■ **WHAT YOU HAVE TO DO**: Report all lines from the entries below in which "white" appears.

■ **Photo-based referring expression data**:
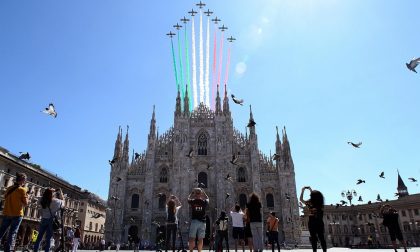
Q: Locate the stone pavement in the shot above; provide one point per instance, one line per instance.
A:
(417, 249)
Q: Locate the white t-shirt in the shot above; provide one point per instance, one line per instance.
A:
(237, 219)
(55, 206)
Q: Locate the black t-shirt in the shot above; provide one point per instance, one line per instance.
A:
(254, 212)
(198, 207)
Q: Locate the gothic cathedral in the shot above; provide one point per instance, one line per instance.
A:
(139, 189)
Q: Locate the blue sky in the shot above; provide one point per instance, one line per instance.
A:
(330, 71)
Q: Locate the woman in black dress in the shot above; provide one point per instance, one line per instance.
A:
(390, 216)
(315, 206)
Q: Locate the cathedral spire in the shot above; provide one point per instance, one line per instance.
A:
(178, 104)
(118, 144)
(278, 142)
(218, 107)
(152, 132)
(186, 103)
(126, 147)
(226, 103)
(402, 189)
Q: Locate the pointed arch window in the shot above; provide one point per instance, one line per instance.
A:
(202, 144)
(162, 202)
(242, 200)
(202, 180)
(241, 174)
(135, 198)
(270, 200)
(164, 175)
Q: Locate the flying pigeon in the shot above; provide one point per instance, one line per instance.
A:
(413, 64)
(111, 162)
(50, 110)
(234, 160)
(276, 157)
(190, 153)
(237, 101)
(229, 178)
(251, 123)
(382, 175)
(24, 156)
(355, 145)
(359, 181)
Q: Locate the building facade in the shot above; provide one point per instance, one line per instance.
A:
(355, 225)
(38, 180)
(166, 168)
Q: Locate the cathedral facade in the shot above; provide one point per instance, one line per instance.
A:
(139, 188)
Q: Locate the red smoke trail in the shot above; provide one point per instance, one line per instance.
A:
(227, 67)
(220, 59)
(213, 88)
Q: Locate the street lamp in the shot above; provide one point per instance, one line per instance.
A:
(349, 194)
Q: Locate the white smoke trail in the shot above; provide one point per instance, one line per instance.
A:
(201, 59)
(194, 70)
(208, 64)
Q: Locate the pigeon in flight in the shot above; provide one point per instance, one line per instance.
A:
(355, 145)
(234, 160)
(359, 181)
(251, 123)
(50, 110)
(276, 157)
(24, 156)
(190, 153)
(382, 175)
(237, 101)
(413, 64)
(229, 178)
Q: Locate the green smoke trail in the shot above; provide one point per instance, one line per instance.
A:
(188, 69)
(180, 69)
(173, 57)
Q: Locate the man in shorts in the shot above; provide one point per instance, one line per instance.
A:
(198, 201)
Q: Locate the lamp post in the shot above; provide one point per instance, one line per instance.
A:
(349, 194)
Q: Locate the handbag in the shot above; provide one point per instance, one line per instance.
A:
(56, 222)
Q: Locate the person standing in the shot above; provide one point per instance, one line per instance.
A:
(315, 209)
(222, 231)
(390, 216)
(15, 199)
(172, 207)
(255, 218)
(76, 239)
(247, 231)
(51, 204)
(238, 226)
(273, 230)
(198, 201)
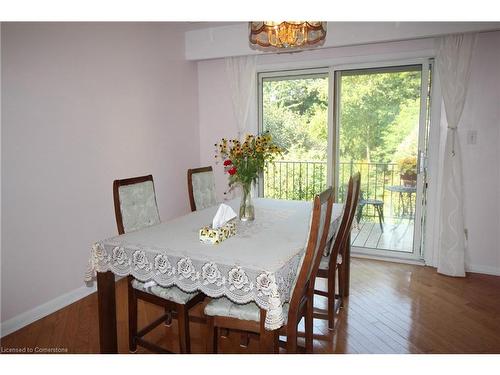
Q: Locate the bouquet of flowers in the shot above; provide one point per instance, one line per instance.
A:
(244, 161)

■ **SOLUTION TO THE EXERCISE**:
Q: Locate the white t-shirt in the shot above; provide one point per instance, one line per instance.
Q: Locate the white smoke trail in the shot above; provide one point per instance, one line per instance.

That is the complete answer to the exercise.